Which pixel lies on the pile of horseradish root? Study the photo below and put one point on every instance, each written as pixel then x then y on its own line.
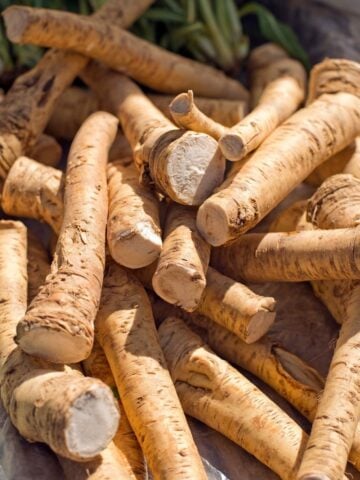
pixel 151 222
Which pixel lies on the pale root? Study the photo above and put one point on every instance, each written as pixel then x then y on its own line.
pixel 187 115
pixel 346 161
pixel 291 257
pixel 38 265
pixel 147 63
pixel 71 110
pixel 291 152
pixel 76 416
pixel 58 325
pixel 126 330
pixel 338 414
pixel 133 229
pixel 236 307
pixel 123 457
pixel 186 166
pixel 283 93
pixel 221 110
pixel 34 190
pixel 180 276
pixel 218 395
pixel 46 403
pixel 46 150
pixel 335 203
pixel 32 97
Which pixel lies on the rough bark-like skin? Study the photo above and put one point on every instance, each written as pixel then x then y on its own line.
pixel 346 161
pixel 221 110
pixel 126 331
pixel 286 373
pixel 291 152
pixel 46 151
pixel 338 414
pixel 58 325
pixel 218 395
pixel 145 62
pixel 180 276
pixel 236 307
pixel 34 190
pixel 38 265
pixel 289 219
pixel 39 396
pixel 334 75
pixel 133 230
pixel 280 98
pixel 13 283
pixel 336 203
pixel 186 166
pixel 71 110
pixel 123 457
pixel 188 116
pixel 292 257
pixel 27 106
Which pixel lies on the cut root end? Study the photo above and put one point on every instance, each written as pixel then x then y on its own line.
pixel 53 345
pixel 259 325
pixel 93 422
pixel 232 147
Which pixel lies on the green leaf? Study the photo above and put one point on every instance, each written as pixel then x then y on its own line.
pixel 275 31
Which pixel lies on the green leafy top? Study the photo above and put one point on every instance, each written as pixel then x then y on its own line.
pixel 207 30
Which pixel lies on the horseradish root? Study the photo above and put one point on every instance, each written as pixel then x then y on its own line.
pixel 76 416
pixel 186 166
pixel 32 97
pixel 35 191
pixel 58 325
pixel 291 257
pixel 280 98
pixel 126 331
pixel 180 276
pixel 133 230
pixel 336 203
pixel 292 151
pixel 346 161
pixel 188 116
pixel 38 265
pixel 123 457
pixel 145 62
pixel 221 110
pixel 47 151
pixel 236 307
pixel 215 393
pixel 338 414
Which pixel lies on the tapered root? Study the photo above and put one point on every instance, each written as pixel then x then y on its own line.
pixel 133 230
pixel 180 276
pixel 186 115
pixel 58 325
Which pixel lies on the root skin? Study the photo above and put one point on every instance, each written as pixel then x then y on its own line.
pixel 126 331
pixel 215 393
pixel 180 276
pixel 133 230
pixel 64 310
pixel 146 63
pixel 35 191
pixel 291 152
pixel 186 166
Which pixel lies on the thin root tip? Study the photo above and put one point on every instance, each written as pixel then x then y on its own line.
pixel 232 147
pixel 181 104
pixel 16 19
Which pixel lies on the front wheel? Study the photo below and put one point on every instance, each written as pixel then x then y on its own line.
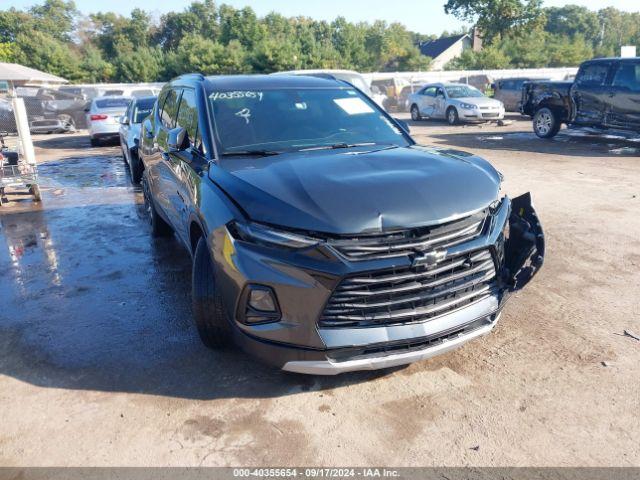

···

§ WHAT IS ASKED:
Edit all the data above, replacing "put one point" with "place one point" wherever it appears and changing nothing else. Omit the pictures from your output.

§ OUTPUT OF THE TASK:
Which pixel lies on the pile of horseradish root? Study the photo below and place one point on every instance, each written as pixel then x then y on its own line.
pixel 151 222
Which pixel lies on the pale root? Study the photo above and place one point on every instance, each written as pixel then x then y on its own line.
pixel 187 115
pixel 346 161
pixel 291 257
pixel 38 265
pixel 147 63
pixel 71 110
pixel 291 152
pixel 76 416
pixel 58 325
pixel 126 330
pixel 338 414
pixel 133 229
pixel 236 307
pixel 123 457
pixel 186 166
pixel 283 93
pixel 221 110
pixel 34 190
pixel 180 276
pixel 218 395
pixel 46 403
pixel 46 150
pixel 335 203
pixel 32 97
Which pixel lies on the rough bark-like skin? Study the photo above and place one point on every instance, each written as pixel then x then y on its own line.
pixel 346 161
pixel 221 110
pixel 126 331
pixel 286 373
pixel 291 152
pixel 46 151
pixel 338 414
pixel 58 325
pixel 218 395
pixel 145 62
pixel 180 276
pixel 236 307
pixel 34 190
pixel 38 265
pixel 289 219
pixel 39 396
pixel 334 75
pixel 133 230
pixel 280 98
pixel 13 283
pixel 336 203
pixel 186 166
pixel 71 110
pixel 123 457
pixel 188 116
pixel 292 257
pixel 27 106
Which pixel lies on the cut root end? Study the photo above and place one point on every instance, each written as pixel then x then y on its own line.
pixel 53 345
pixel 259 325
pixel 93 422
pixel 232 147
Which pixel lies on the green leaf? Study the photo above and place one point on every instance, each written as pixel then x then y on its own line.
pixel 275 31
Which pixel lies on the green leafy top? Study the photo above and place one point on every instance, each written as pixel then x then y on its own line.
pixel 207 30
Which pixel lies on the horseradish root? Study the photo above and place one point on every instance, each written as pixel then x then y on its own line.
pixel 76 416
pixel 186 166
pixel 32 97
pixel 35 191
pixel 58 325
pixel 291 257
pixel 280 98
pixel 126 331
pixel 180 276
pixel 133 230
pixel 336 203
pixel 292 151
pixel 346 161
pixel 188 116
pixel 38 265
pixel 123 457
pixel 145 62
pixel 221 110
pixel 47 151
pixel 236 307
pixel 215 393
pixel 338 414
Which pixel lies on the tapered root? Study the photo above and place one point on every instance, each written as pixel then x then y on its own line.
pixel 133 230
pixel 180 276
pixel 186 115
pixel 58 325
Which pixel lies on the root skin? Study the photo above and place one point on every instance, each written as pixel then x then y on its own line.
pixel 126 331
pixel 215 393
pixel 180 276
pixel 133 230
pixel 64 310
pixel 146 63
pixel 35 191
pixel 291 152
pixel 186 166
Which pixel lies on the thin root tip? Study the photo above and place one point on every instance, each written as pixel then x then y on its own line.
pixel 232 147
pixel 181 104
pixel 16 19
Which pixel lies on the front wheel? Study the photo below and place one point on every instance, each written as pixel then x then y on its own line.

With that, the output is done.